**Problem:**
Starting with the line that contains "Expected: for each instance of the bird in", return every line through the end of the listing below exactly as written. Omit the pictures.

**Data lines:**

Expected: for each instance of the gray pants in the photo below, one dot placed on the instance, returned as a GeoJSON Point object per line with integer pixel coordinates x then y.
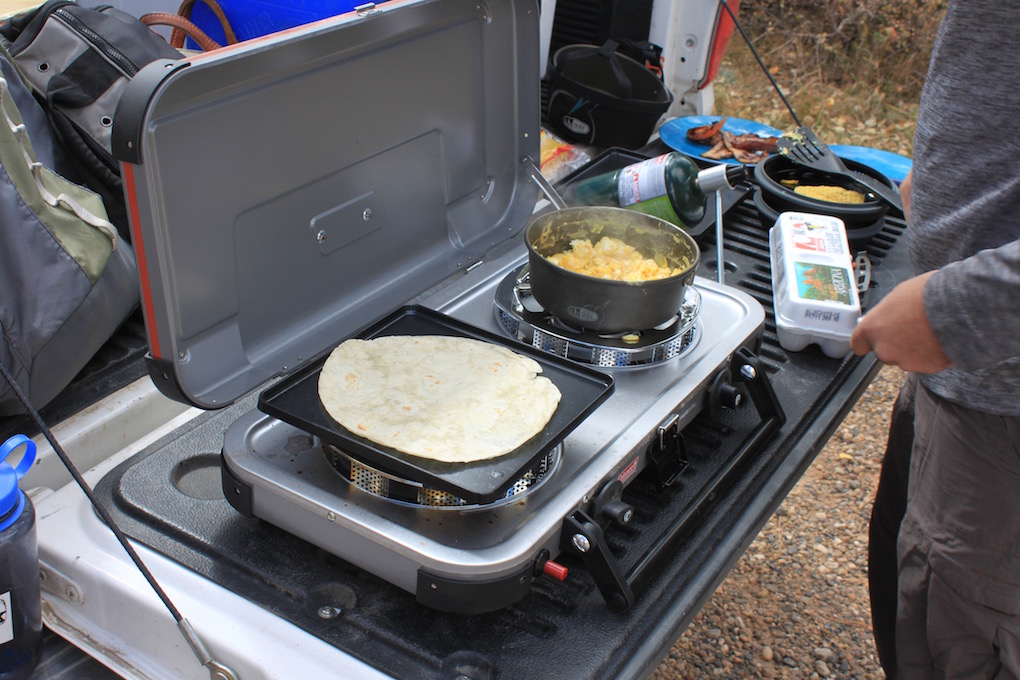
{"type": "Point", "coordinates": [959, 546]}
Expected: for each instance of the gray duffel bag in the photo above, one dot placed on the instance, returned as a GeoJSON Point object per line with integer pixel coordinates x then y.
{"type": "Point", "coordinates": [67, 279]}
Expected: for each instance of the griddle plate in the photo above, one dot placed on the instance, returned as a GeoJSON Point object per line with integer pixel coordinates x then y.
{"type": "Point", "coordinates": [296, 401]}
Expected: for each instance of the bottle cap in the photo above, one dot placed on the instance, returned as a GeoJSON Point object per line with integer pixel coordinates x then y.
{"type": "Point", "coordinates": [10, 494]}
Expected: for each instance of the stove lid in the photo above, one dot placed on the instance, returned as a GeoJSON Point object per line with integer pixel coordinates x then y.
{"type": "Point", "coordinates": [289, 191]}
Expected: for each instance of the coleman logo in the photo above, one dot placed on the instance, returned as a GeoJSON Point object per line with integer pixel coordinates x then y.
{"type": "Point", "coordinates": [583, 313]}
{"type": "Point", "coordinates": [576, 125]}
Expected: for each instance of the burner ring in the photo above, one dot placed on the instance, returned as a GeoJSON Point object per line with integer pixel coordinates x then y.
{"type": "Point", "coordinates": [407, 491]}
{"type": "Point", "coordinates": [520, 317]}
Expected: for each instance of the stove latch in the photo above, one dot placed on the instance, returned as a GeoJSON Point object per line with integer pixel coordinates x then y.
{"type": "Point", "coordinates": [667, 456]}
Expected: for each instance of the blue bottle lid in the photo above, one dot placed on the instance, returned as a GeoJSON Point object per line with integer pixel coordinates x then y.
{"type": "Point", "coordinates": [11, 499]}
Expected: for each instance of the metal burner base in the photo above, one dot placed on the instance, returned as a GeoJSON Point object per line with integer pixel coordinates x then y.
{"type": "Point", "coordinates": [521, 317]}
{"type": "Point", "coordinates": [414, 493]}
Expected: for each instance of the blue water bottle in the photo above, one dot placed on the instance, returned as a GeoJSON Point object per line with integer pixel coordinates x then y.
{"type": "Point", "coordinates": [20, 607]}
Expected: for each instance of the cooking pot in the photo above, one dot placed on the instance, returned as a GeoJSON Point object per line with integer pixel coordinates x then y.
{"type": "Point", "coordinates": [602, 304]}
{"type": "Point", "coordinates": [861, 218]}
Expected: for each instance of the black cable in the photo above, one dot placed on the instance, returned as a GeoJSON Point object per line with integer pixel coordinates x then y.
{"type": "Point", "coordinates": [761, 63]}
{"type": "Point", "coordinates": [88, 491]}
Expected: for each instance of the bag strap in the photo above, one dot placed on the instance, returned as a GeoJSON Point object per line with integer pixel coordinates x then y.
{"type": "Point", "coordinates": [177, 37]}
{"type": "Point", "coordinates": [50, 187]}
{"type": "Point", "coordinates": [182, 25]}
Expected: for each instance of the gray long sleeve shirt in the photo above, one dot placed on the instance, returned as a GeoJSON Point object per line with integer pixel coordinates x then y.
{"type": "Point", "coordinates": [965, 204]}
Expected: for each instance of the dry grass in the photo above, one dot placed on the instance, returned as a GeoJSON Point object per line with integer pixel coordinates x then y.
{"type": "Point", "coordinates": [851, 69]}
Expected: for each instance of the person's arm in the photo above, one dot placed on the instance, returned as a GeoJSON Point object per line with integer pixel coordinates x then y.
{"type": "Point", "coordinates": [965, 314]}
{"type": "Point", "coordinates": [899, 332]}
{"type": "Point", "coordinates": [898, 329]}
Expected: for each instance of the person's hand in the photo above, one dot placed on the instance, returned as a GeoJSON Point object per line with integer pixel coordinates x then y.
{"type": "Point", "coordinates": [899, 332]}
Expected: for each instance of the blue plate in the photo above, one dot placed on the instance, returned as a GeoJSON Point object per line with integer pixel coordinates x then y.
{"type": "Point", "coordinates": [891, 165]}
{"type": "Point", "coordinates": [674, 134]}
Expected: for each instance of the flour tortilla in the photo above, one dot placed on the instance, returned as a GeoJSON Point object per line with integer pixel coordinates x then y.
{"type": "Point", "coordinates": [453, 400]}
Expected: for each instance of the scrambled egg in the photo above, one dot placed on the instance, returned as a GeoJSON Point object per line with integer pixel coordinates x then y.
{"type": "Point", "coordinates": [825, 193]}
{"type": "Point", "coordinates": [611, 258]}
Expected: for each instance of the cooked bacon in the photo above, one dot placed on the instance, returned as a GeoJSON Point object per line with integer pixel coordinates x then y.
{"type": "Point", "coordinates": [748, 149]}
{"type": "Point", "coordinates": [703, 134]}
{"type": "Point", "coordinates": [755, 143]}
{"type": "Point", "coordinates": [718, 151]}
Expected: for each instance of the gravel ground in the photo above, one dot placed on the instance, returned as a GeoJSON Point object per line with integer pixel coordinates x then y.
{"type": "Point", "coordinates": [796, 605]}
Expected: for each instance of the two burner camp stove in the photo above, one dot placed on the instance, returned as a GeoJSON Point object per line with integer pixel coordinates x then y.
{"type": "Point", "coordinates": [469, 556]}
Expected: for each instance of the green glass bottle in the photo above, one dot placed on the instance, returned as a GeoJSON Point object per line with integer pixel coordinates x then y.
{"type": "Point", "coordinates": [670, 187]}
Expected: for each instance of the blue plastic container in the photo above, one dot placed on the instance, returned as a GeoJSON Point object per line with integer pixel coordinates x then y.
{"type": "Point", "coordinates": [251, 18]}
{"type": "Point", "coordinates": [20, 605]}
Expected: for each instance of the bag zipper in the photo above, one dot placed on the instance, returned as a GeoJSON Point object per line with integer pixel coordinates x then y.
{"type": "Point", "coordinates": [101, 44]}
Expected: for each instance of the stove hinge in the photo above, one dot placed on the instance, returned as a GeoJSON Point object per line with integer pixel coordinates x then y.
{"type": "Point", "coordinates": [582, 535]}
{"type": "Point", "coordinates": [667, 457]}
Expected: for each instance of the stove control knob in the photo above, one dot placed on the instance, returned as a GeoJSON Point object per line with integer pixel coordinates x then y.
{"type": "Point", "coordinates": [723, 395]}
{"type": "Point", "coordinates": [619, 512]}
{"type": "Point", "coordinates": [555, 570]}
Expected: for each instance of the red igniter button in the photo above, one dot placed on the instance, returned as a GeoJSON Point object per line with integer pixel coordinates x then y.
{"type": "Point", "coordinates": [554, 569]}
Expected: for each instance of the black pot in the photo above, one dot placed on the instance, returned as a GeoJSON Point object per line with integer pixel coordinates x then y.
{"type": "Point", "coordinates": [600, 97]}
{"type": "Point", "coordinates": [601, 304]}
{"type": "Point", "coordinates": [859, 237]}
{"type": "Point", "coordinates": [860, 217]}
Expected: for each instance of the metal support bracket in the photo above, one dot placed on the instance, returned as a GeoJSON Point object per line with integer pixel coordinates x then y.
{"type": "Point", "coordinates": [582, 535]}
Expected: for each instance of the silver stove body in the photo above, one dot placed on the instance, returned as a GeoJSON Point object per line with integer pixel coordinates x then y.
{"type": "Point", "coordinates": [295, 488]}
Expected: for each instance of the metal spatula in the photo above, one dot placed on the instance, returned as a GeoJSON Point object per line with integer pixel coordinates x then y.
{"type": "Point", "coordinates": [805, 148]}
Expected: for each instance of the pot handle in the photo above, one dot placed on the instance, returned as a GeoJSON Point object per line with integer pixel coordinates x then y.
{"type": "Point", "coordinates": [547, 189]}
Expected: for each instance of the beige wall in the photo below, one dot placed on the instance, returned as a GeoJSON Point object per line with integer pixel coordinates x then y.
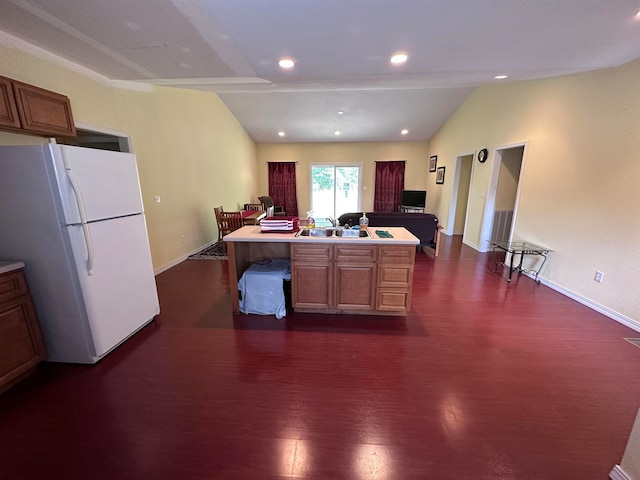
{"type": "Point", "coordinates": [579, 193]}
{"type": "Point", "coordinates": [415, 154]}
{"type": "Point", "coordinates": [191, 151]}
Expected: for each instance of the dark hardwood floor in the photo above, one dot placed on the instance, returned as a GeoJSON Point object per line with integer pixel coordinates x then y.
{"type": "Point", "coordinates": [482, 380]}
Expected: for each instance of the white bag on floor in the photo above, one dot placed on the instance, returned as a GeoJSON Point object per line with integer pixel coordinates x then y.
{"type": "Point", "coordinates": [261, 287]}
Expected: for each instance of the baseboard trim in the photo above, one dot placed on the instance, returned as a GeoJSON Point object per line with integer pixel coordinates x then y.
{"type": "Point", "coordinates": [181, 259]}
{"type": "Point", "coordinates": [612, 314]}
{"type": "Point", "coordinates": [618, 474]}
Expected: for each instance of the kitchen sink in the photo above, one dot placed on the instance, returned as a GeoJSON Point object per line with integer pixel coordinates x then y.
{"type": "Point", "coordinates": [330, 232]}
{"type": "Point", "coordinates": [316, 232]}
{"type": "Point", "coordinates": [351, 234]}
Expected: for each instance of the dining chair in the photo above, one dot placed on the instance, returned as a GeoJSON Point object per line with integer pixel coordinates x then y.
{"type": "Point", "coordinates": [229, 222]}
{"type": "Point", "coordinates": [217, 211]}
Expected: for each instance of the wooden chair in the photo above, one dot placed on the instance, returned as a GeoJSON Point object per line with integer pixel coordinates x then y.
{"type": "Point", "coordinates": [268, 202]}
{"type": "Point", "coordinates": [217, 211]}
{"type": "Point", "coordinates": [229, 222]}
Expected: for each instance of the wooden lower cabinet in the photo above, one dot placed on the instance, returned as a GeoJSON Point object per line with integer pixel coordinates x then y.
{"type": "Point", "coordinates": [351, 278]}
{"type": "Point", "coordinates": [21, 344]}
{"type": "Point", "coordinates": [311, 285]}
{"type": "Point", "coordinates": [355, 286]}
{"type": "Point", "coordinates": [395, 278]}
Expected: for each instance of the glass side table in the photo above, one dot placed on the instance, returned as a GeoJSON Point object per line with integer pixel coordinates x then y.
{"type": "Point", "coordinates": [522, 249]}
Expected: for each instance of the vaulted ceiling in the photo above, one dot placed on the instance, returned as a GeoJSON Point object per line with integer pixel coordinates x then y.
{"type": "Point", "coordinates": [341, 50]}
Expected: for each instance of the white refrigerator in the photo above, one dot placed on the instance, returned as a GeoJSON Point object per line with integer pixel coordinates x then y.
{"type": "Point", "coordinates": [75, 217]}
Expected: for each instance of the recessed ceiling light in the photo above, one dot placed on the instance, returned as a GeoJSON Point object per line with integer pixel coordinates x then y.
{"type": "Point", "coordinates": [399, 58]}
{"type": "Point", "coordinates": [286, 63]}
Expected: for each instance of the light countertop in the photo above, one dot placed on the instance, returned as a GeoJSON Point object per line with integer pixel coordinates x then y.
{"type": "Point", "coordinates": [401, 236]}
{"type": "Point", "coordinates": [10, 266]}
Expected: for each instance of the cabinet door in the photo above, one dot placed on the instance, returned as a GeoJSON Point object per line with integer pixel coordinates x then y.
{"type": "Point", "coordinates": [399, 276]}
{"type": "Point", "coordinates": [8, 110]}
{"type": "Point", "coordinates": [393, 299]}
{"type": "Point", "coordinates": [312, 284]}
{"type": "Point", "coordinates": [20, 339]}
{"type": "Point", "coordinates": [42, 111]}
{"type": "Point", "coordinates": [355, 286]}
{"type": "Point", "coordinates": [395, 278]}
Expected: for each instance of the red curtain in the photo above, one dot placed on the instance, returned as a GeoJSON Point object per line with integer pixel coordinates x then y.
{"type": "Point", "coordinates": [282, 186]}
{"type": "Point", "coordinates": [389, 186]}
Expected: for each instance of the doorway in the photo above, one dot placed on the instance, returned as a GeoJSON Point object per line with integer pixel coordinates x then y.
{"type": "Point", "coordinates": [504, 191]}
{"type": "Point", "coordinates": [460, 196]}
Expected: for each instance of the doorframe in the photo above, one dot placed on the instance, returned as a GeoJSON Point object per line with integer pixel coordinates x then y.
{"type": "Point", "coordinates": [453, 204]}
{"type": "Point", "coordinates": [489, 206]}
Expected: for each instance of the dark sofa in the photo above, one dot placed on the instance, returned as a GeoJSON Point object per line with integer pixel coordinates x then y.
{"type": "Point", "coordinates": [422, 225]}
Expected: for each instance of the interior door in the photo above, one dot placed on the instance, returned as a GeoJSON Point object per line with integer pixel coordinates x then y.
{"type": "Point", "coordinates": [120, 294]}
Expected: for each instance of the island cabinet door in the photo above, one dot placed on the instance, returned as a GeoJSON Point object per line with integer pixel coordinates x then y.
{"type": "Point", "coordinates": [311, 276]}
{"type": "Point", "coordinates": [355, 277]}
{"type": "Point", "coordinates": [355, 286]}
{"type": "Point", "coordinates": [395, 278]}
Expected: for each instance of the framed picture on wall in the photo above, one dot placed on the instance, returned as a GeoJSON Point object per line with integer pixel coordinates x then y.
{"type": "Point", "coordinates": [432, 163]}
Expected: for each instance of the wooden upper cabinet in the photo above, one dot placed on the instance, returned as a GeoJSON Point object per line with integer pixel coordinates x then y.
{"type": "Point", "coordinates": [8, 110]}
{"type": "Point", "coordinates": [43, 112]}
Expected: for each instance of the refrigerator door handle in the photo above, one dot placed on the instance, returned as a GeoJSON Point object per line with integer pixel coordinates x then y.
{"type": "Point", "coordinates": [83, 214]}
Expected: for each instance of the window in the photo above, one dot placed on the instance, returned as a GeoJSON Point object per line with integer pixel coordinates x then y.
{"type": "Point", "coordinates": [335, 189]}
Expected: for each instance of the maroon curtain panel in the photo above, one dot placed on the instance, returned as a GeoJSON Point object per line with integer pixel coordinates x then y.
{"type": "Point", "coordinates": [389, 185]}
{"type": "Point", "coordinates": [282, 186]}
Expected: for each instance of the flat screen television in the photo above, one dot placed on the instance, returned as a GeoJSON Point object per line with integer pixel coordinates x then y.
{"type": "Point", "coordinates": [414, 198]}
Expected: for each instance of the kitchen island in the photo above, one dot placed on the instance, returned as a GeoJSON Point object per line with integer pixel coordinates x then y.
{"type": "Point", "coordinates": [370, 275]}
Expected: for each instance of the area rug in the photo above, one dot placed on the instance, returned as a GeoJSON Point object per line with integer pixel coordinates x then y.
{"type": "Point", "coordinates": [212, 252]}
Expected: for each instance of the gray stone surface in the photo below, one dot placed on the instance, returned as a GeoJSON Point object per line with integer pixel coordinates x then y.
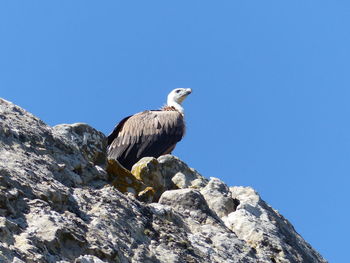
{"type": "Point", "coordinates": [57, 205]}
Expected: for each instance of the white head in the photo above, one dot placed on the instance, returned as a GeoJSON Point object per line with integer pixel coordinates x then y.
{"type": "Point", "coordinates": [176, 97]}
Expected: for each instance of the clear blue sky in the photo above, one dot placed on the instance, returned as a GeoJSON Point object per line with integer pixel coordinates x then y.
{"type": "Point", "coordinates": [270, 79]}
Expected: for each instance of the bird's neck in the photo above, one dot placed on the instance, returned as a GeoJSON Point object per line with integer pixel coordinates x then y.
{"type": "Point", "coordinates": [176, 105]}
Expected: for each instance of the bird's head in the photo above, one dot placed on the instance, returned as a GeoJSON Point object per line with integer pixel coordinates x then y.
{"type": "Point", "coordinates": [177, 96]}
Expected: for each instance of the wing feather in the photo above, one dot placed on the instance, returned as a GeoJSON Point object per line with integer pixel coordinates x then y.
{"type": "Point", "coordinates": [149, 133]}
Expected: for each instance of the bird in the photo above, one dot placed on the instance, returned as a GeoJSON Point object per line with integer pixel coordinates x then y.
{"type": "Point", "coordinates": [150, 133]}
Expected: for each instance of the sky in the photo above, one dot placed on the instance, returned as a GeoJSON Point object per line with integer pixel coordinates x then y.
{"type": "Point", "coordinates": [270, 80]}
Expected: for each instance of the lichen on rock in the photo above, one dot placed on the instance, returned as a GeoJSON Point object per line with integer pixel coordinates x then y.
{"type": "Point", "coordinates": [61, 202]}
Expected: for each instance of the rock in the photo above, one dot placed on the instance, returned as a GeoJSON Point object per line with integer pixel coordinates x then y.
{"type": "Point", "coordinates": [219, 197]}
{"type": "Point", "coordinates": [59, 204]}
{"type": "Point", "coordinates": [265, 230]}
{"type": "Point", "coordinates": [90, 142]}
{"type": "Point", "coordinates": [166, 173]}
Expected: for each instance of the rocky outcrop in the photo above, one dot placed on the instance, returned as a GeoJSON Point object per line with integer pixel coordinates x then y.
{"type": "Point", "coordinates": [58, 203]}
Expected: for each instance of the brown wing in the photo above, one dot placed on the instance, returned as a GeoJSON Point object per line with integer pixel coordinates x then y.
{"type": "Point", "coordinates": [149, 133]}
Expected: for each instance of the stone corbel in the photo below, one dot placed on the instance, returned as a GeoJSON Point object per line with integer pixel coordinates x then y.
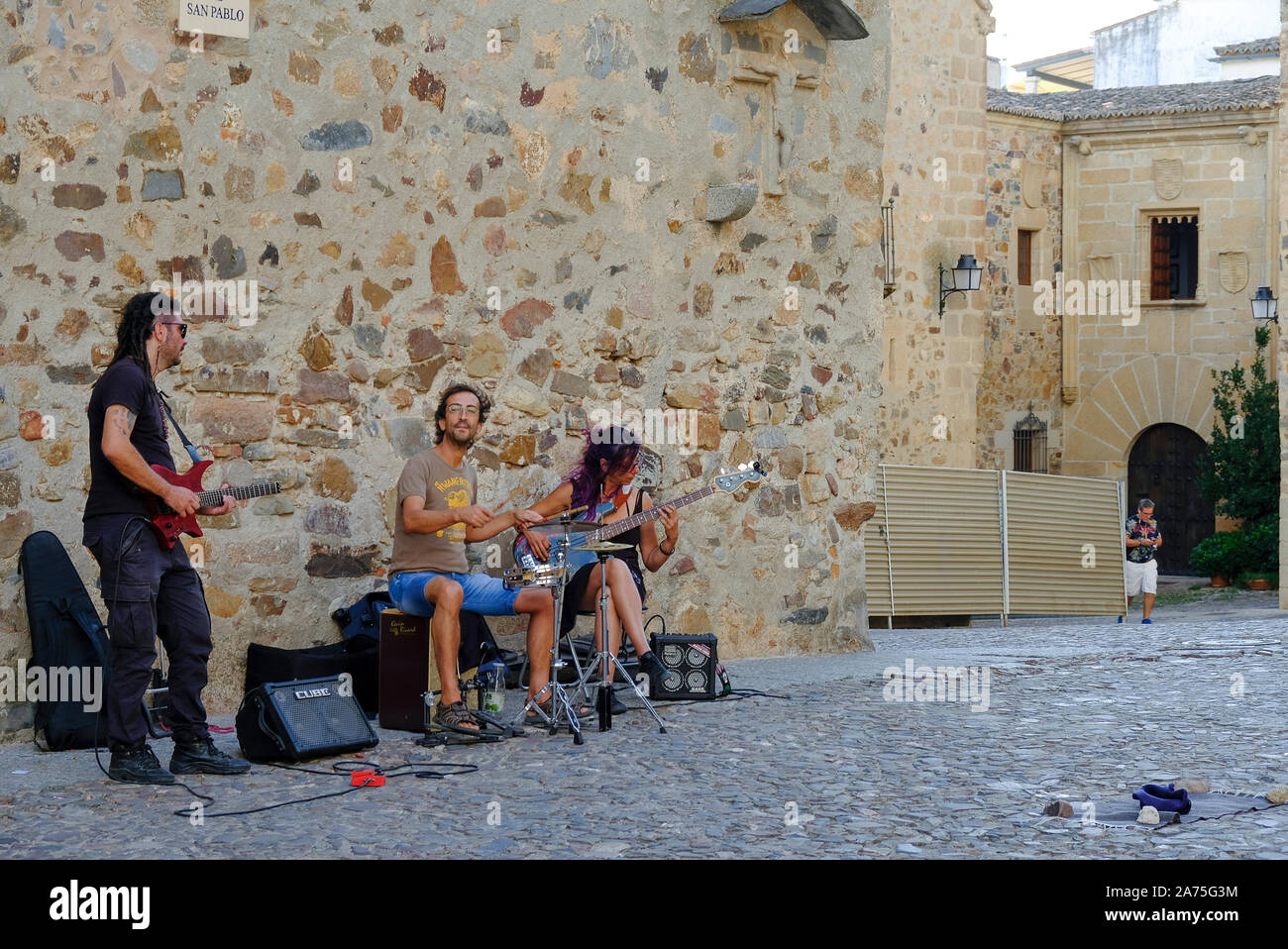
{"type": "Point", "coordinates": [1082, 143]}
{"type": "Point", "coordinates": [984, 20]}
{"type": "Point", "coordinates": [722, 202]}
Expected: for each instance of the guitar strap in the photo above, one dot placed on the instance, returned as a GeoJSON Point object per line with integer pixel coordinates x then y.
{"type": "Point", "coordinates": [187, 443]}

**Problem solution:**
Expected: for each instance of the bird in the photo above, one dot placed on the instance, returned as a GeoJSON Point object per line with integer pixel coordinates x then y.
{"type": "Point", "coordinates": [150, 133]}
Expected: for each instance of the sky in the photo above, one dot placed on the instance, returned as a GeoJSON Point object per line with integer pixel coordinates x then y.
{"type": "Point", "coordinates": [270, 80]}
Expected: for each instance of the lichen on rock in the photo above, one dot placed on the instance, returned as a GeoJSON Point object per line with integer pixel coordinates x then y.
{"type": "Point", "coordinates": [61, 202]}
Expected: for each instance of the rock in the photo above, one dot placed on the instance, returned as a GeoJSON Point object per line with integer pixel coordinates x then y.
{"type": "Point", "coordinates": [219, 197]}
{"type": "Point", "coordinates": [59, 204]}
{"type": "Point", "coordinates": [265, 230]}
{"type": "Point", "coordinates": [90, 142]}
{"type": "Point", "coordinates": [166, 173]}
Expected: for each instance of the rocky outcrop in the photo above, one dot placed on the instance, returned as a GeoJSON Point object per line with integer pixel coordinates x then y.
{"type": "Point", "coordinates": [58, 203]}
Expected: for each instance of the brown wing in the photo above, one dot placed on the instance, returned as a GeoJSON Point object per line with integer pixel coordinates x then y.
{"type": "Point", "coordinates": [149, 133]}
Expected: for each instance of the stone corbel in the photo below, one dot placed on the instance, returned as a GeoJSON Point object per line with integer pixel coordinates x then y.
{"type": "Point", "coordinates": [1082, 143]}
{"type": "Point", "coordinates": [984, 20]}
{"type": "Point", "coordinates": [722, 202]}
Expected: for each instance of the guitar strap in the photo above, one dot placed on the instance, returned as a GeoJSON Point object per line with integer pixel coordinates x then y.
{"type": "Point", "coordinates": [187, 443]}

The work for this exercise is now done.